Records to use.
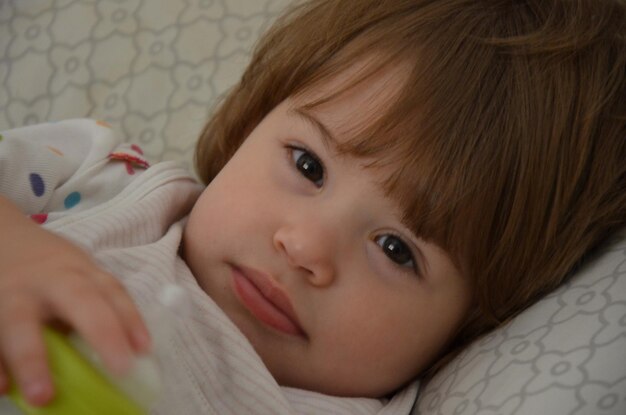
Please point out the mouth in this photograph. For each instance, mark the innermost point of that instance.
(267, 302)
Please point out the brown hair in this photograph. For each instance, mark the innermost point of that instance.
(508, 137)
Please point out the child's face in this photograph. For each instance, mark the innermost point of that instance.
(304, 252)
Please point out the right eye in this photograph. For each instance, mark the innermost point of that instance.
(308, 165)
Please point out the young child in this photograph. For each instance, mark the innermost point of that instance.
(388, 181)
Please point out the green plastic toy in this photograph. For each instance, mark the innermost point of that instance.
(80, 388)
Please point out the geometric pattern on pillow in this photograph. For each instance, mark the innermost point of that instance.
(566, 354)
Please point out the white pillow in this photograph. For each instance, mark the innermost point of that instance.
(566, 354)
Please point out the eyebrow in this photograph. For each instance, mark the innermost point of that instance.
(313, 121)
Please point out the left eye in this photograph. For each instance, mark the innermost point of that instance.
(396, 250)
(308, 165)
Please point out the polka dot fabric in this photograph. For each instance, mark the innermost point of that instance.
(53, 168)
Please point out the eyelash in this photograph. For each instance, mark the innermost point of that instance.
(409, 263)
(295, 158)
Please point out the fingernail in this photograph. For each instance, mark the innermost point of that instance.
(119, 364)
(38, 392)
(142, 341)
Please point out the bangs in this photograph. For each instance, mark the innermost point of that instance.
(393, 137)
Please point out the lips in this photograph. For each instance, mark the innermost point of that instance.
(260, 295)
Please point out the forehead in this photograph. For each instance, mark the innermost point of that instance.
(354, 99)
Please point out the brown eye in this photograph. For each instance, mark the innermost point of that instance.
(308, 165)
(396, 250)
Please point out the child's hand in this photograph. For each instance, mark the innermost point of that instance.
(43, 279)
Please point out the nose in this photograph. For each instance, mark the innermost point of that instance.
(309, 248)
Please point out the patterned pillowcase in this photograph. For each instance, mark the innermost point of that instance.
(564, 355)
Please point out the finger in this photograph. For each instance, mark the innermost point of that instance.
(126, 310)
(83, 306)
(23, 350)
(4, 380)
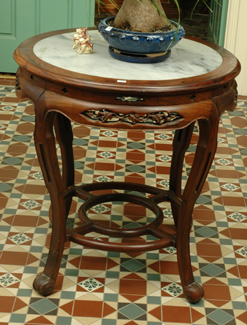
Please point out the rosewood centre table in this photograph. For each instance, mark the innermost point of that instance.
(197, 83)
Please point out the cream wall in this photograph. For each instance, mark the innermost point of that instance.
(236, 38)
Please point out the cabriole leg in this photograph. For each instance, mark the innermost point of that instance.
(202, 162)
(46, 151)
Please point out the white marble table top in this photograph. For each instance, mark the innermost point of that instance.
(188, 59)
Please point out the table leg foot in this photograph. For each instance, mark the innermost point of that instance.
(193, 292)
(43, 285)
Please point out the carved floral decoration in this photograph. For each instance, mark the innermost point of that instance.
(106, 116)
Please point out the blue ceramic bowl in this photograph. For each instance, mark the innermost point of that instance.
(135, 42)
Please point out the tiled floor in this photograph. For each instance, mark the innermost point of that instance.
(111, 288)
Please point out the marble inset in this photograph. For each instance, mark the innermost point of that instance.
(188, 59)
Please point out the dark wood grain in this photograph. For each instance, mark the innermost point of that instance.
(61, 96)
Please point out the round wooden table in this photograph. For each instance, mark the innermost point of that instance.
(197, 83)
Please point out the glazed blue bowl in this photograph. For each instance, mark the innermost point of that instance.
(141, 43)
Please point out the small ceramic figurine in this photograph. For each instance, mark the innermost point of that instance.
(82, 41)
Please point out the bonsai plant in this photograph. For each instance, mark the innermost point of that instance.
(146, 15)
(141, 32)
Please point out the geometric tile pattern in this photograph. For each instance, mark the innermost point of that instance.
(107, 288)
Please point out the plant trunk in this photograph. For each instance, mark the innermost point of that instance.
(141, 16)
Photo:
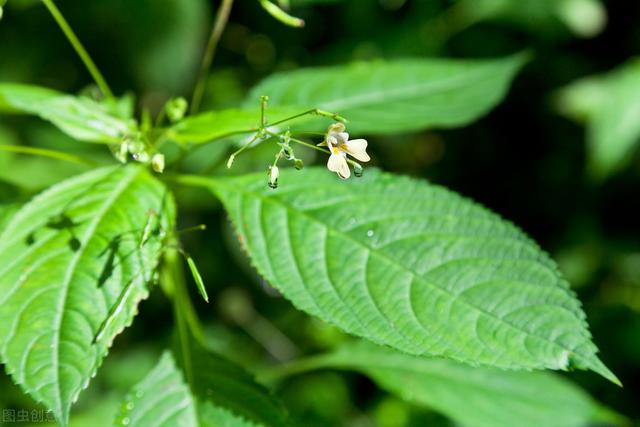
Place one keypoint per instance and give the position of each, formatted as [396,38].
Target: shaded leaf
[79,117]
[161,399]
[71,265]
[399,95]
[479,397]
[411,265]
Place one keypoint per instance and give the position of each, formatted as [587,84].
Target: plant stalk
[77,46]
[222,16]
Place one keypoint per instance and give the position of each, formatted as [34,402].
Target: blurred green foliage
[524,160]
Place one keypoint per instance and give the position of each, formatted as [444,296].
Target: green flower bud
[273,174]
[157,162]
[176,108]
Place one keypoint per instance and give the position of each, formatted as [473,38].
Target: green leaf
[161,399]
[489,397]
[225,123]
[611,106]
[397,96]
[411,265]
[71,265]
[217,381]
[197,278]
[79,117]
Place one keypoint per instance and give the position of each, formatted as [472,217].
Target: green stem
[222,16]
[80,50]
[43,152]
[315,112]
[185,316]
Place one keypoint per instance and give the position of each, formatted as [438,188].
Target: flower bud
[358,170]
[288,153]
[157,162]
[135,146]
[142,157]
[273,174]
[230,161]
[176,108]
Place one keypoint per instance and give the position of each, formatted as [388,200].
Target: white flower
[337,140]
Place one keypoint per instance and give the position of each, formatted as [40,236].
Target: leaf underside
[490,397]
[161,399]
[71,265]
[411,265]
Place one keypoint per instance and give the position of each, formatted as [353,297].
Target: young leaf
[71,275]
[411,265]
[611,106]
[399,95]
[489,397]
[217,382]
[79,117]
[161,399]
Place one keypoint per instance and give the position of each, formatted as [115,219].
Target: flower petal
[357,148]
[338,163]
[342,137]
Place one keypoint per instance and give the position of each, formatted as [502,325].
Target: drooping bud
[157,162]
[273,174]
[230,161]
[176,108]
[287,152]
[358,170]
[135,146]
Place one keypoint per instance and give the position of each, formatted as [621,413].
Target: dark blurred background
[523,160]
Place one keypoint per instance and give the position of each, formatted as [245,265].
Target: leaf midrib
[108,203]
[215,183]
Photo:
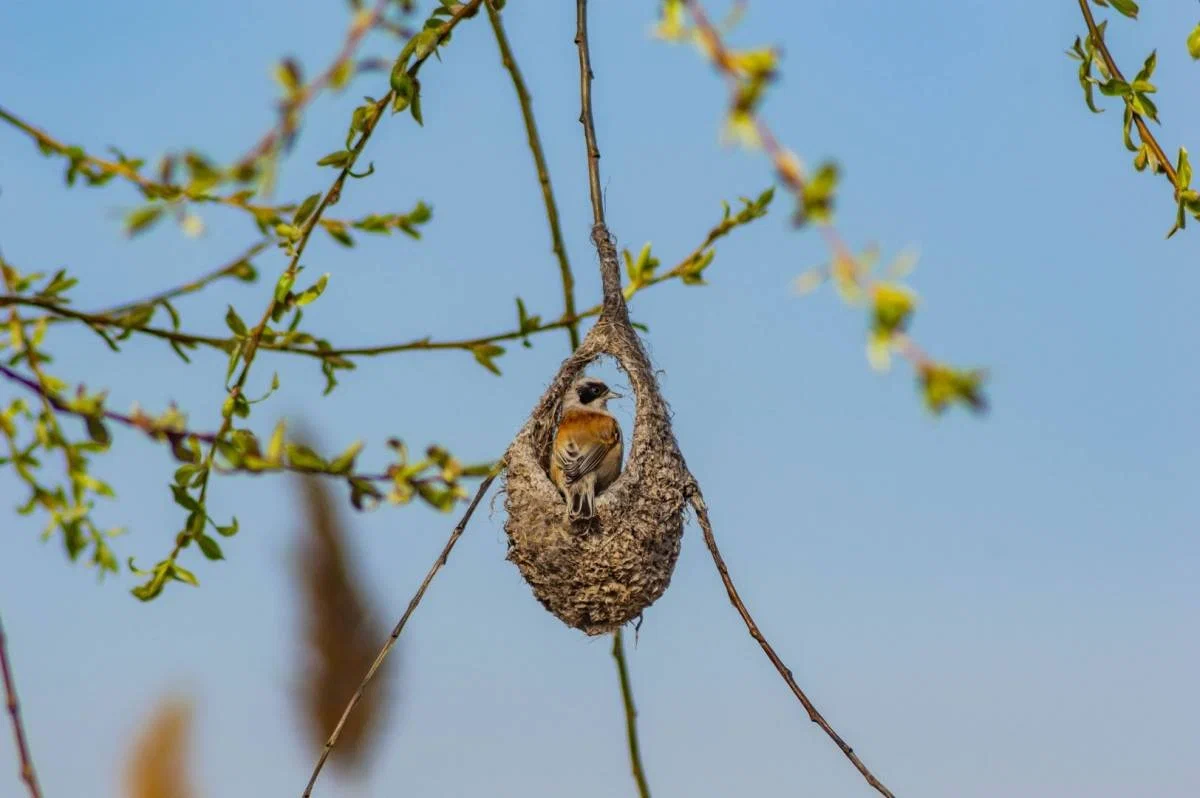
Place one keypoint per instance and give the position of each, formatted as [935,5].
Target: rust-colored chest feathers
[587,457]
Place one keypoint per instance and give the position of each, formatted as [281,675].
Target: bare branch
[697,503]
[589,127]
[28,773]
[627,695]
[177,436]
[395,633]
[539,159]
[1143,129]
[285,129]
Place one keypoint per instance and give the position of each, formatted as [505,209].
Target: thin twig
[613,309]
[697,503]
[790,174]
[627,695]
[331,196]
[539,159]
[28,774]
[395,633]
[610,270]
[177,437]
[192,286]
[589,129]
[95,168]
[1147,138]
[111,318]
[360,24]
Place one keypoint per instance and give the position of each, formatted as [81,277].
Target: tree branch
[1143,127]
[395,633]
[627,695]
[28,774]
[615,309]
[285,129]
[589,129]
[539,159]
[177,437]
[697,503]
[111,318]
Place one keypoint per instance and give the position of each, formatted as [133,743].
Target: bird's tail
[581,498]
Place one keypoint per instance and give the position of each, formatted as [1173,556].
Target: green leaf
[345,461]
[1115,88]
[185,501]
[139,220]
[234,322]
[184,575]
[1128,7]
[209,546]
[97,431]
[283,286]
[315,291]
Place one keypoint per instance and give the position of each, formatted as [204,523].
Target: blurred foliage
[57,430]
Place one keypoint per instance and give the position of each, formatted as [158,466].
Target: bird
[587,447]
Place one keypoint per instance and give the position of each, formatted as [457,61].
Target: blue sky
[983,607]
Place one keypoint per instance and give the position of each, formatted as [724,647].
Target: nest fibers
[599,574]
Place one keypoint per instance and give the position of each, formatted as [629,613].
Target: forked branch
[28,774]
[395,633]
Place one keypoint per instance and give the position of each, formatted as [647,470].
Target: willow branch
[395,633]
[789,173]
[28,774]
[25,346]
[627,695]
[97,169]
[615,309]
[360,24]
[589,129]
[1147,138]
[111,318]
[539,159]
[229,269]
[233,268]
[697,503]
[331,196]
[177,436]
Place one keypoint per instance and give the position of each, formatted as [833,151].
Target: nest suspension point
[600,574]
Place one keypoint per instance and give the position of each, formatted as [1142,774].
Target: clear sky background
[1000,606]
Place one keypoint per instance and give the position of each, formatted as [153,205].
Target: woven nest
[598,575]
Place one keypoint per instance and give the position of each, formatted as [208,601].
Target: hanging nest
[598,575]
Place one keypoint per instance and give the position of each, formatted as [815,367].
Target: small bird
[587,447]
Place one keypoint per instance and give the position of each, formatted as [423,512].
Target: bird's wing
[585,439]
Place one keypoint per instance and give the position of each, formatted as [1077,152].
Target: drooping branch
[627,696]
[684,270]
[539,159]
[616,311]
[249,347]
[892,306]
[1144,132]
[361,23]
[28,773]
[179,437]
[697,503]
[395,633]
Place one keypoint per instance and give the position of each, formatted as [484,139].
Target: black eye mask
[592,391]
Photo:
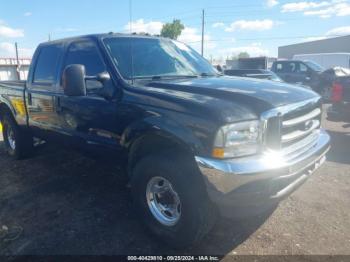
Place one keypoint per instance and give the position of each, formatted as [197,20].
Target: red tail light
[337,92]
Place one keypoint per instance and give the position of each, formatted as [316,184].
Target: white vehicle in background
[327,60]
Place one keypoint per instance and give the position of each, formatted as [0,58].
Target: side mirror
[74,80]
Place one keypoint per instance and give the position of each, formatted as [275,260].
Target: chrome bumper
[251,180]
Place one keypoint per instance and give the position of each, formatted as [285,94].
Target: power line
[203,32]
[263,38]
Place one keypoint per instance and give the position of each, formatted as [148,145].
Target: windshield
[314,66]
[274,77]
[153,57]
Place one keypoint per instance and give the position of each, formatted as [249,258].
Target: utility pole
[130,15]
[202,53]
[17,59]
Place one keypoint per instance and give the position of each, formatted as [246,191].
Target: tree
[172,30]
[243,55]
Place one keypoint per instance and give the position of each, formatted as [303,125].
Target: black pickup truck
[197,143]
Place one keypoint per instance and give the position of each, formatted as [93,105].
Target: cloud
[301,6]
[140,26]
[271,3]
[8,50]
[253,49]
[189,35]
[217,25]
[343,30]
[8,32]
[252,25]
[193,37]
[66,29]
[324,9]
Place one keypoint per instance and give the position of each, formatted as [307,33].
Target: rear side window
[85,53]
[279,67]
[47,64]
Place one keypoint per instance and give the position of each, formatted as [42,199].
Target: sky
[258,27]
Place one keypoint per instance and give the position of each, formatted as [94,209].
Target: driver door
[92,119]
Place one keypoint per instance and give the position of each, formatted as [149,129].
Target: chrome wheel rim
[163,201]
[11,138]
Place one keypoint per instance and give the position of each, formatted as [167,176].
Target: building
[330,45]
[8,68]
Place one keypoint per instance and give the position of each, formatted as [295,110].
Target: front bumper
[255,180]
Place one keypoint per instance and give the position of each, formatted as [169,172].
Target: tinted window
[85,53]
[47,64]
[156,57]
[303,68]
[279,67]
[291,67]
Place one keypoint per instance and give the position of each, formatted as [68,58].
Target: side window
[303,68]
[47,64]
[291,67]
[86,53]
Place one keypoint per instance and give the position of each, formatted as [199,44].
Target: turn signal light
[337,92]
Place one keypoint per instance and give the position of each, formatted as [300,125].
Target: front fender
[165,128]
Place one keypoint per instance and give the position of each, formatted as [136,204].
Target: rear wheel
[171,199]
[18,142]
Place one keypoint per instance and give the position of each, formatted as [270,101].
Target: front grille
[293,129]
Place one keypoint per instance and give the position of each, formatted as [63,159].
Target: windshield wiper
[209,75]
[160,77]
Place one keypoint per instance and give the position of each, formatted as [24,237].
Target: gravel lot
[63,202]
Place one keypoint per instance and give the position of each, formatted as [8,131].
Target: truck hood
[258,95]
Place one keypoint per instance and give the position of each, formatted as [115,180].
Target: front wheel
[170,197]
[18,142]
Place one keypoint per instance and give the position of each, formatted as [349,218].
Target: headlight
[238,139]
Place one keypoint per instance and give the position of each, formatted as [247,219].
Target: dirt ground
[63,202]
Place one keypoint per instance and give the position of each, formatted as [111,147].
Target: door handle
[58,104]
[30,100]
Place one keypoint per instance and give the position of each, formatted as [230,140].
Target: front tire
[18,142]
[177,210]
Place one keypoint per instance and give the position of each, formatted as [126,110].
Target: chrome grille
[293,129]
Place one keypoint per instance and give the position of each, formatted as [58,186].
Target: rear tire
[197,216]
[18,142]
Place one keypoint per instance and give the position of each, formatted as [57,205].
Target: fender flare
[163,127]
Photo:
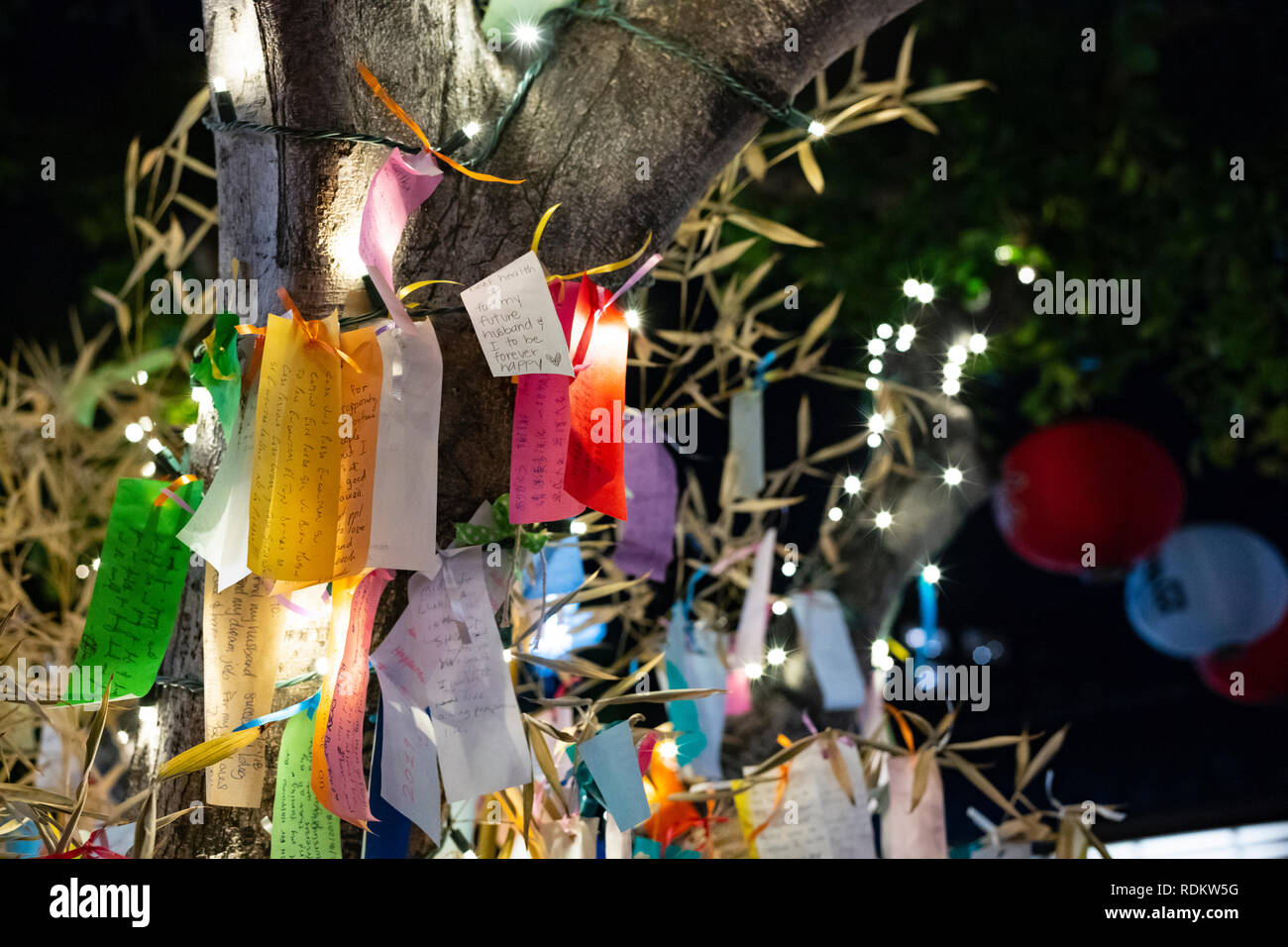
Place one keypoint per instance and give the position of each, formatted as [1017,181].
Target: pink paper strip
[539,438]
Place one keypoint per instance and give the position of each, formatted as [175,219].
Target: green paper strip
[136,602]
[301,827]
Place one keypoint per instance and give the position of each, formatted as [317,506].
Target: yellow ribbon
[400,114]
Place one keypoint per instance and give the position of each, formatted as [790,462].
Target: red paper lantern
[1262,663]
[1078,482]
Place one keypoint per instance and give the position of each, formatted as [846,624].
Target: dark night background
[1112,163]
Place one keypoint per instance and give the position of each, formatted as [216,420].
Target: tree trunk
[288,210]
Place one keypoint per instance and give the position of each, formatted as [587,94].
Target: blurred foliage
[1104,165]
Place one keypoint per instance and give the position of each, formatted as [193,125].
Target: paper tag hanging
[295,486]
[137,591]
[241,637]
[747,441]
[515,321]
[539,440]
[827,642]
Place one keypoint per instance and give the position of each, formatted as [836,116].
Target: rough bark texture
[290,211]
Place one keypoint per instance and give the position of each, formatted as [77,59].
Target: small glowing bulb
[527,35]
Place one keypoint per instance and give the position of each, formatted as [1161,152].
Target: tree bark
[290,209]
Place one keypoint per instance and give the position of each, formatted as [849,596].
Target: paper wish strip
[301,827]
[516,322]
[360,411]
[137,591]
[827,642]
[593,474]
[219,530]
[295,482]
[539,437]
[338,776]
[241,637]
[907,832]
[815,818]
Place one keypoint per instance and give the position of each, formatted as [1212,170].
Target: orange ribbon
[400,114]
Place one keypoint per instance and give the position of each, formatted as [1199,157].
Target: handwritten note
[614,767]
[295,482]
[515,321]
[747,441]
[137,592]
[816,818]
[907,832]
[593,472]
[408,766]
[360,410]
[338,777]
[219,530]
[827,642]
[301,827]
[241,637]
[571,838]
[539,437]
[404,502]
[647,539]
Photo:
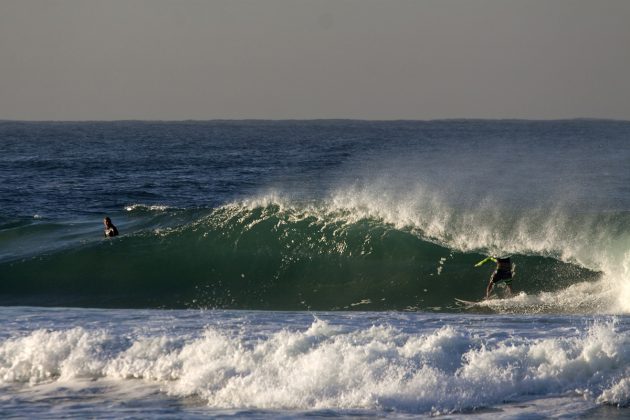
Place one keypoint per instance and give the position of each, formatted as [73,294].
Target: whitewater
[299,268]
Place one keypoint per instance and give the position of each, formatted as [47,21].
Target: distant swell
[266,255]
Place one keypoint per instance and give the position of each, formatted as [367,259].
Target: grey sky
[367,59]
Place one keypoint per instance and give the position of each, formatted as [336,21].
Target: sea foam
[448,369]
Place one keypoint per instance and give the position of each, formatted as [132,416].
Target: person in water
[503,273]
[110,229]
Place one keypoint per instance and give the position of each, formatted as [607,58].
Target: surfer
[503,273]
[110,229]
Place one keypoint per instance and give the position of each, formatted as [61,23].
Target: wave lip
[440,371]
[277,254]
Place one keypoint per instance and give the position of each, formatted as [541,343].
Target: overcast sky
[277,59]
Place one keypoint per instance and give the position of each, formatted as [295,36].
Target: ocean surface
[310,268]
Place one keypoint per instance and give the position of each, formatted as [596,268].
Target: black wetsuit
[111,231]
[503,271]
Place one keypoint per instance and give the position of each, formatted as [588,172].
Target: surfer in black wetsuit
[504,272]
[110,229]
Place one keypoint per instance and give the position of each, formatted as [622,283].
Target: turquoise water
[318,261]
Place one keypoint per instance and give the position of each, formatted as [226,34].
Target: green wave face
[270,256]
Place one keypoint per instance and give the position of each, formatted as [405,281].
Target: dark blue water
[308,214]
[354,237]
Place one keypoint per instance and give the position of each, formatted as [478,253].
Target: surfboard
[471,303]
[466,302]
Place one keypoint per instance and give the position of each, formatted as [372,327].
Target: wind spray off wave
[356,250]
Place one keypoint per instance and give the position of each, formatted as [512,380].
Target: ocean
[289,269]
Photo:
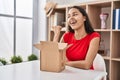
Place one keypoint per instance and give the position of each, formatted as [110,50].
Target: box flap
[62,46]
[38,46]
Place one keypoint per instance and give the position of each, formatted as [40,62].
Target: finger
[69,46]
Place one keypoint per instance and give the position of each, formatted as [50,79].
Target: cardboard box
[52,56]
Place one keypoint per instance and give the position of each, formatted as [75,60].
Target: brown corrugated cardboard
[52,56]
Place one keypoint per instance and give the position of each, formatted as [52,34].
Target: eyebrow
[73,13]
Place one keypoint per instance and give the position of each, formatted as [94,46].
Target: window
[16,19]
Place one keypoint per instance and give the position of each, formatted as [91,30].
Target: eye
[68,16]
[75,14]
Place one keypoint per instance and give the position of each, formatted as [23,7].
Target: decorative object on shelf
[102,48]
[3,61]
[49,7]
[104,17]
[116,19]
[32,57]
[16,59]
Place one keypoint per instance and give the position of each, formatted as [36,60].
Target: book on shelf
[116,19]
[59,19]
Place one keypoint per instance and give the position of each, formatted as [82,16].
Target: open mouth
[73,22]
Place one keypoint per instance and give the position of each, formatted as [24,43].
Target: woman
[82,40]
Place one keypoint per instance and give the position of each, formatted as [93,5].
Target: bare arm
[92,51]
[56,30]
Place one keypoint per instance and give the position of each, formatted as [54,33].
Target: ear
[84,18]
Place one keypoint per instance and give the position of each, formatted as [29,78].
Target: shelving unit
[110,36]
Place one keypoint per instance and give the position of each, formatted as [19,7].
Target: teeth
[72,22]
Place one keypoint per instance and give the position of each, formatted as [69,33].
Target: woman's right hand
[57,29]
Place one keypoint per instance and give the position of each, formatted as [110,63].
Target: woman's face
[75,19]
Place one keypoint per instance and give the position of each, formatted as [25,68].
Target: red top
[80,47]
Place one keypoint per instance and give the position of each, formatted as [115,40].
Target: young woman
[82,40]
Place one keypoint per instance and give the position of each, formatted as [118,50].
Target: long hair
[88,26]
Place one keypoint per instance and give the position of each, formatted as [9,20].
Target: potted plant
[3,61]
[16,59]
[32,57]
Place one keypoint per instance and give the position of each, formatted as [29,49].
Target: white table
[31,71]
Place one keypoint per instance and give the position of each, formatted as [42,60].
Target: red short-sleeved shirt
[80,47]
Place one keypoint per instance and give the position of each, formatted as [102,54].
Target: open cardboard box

Exercise details. Set the pictures aside and retype exactly the lines above from the line with "Target: dark night background" to the line with "formatted as [336,21].", both included, adding no others.

Answer box.
Target: dark night background
[1112,163]
Place one keypoint per instance and give the position of each, formatted as [216,420].
Target: tree trunk
[288,210]
Place one keypoint per instance and give the position of each, formatted as [587,94].
Target: blurred foliage
[1104,165]
Place one keypoint per instance and give the position of each, formatted as [193,125].
Target: paper tag hanging
[295,486]
[137,591]
[241,637]
[747,441]
[515,321]
[539,440]
[827,642]
Place one keypoint per instance and give the position of each, formatted as [836,116].
Target: rough bark texture
[290,211]
Place one keypoint per instance and give the position of each, formatted as [77,59].
Target: small glowing bulb
[527,35]
Place one keypoint per instance and give the position of each, formatted as [1161,152].
Target: tree bark
[290,209]
Place one keypoint per instance and give the position of each, formatted as [849,596].
Target: paper wish strip
[301,827]
[516,322]
[360,411]
[137,591]
[827,642]
[593,474]
[219,530]
[295,482]
[539,437]
[338,776]
[241,637]
[907,832]
[815,818]
Place one keypoint per instance and give the position of each, formatted as [1212,170].
Target: orange ribbon
[400,114]
Place one keypoint per instance and give the position of each, formatted as [1199,157].
Target: handwritten note
[614,767]
[295,482]
[515,321]
[747,441]
[137,592]
[816,818]
[907,832]
[593,472]
[408,766]
[360,410]
[338,777]
[219,530]
[827,642]
[301,827]
[241,637]
[571,838]
[539,437]
[404,502]
[647,539]
Photo:
Place one keypoint per instance and give the position of each, formatted as [73,294].
Target: whitewater
[299,268]
Place one keypoint per instance and give the position of each, formatted as [47,21].
Target: distant swell
[266,255]
Place one keypoint per instance and give the position of each, formatted as [367,259].
Target: grey sky
[367,59]
Place one keypoint per instance and give the position of each, formatted as [336,21].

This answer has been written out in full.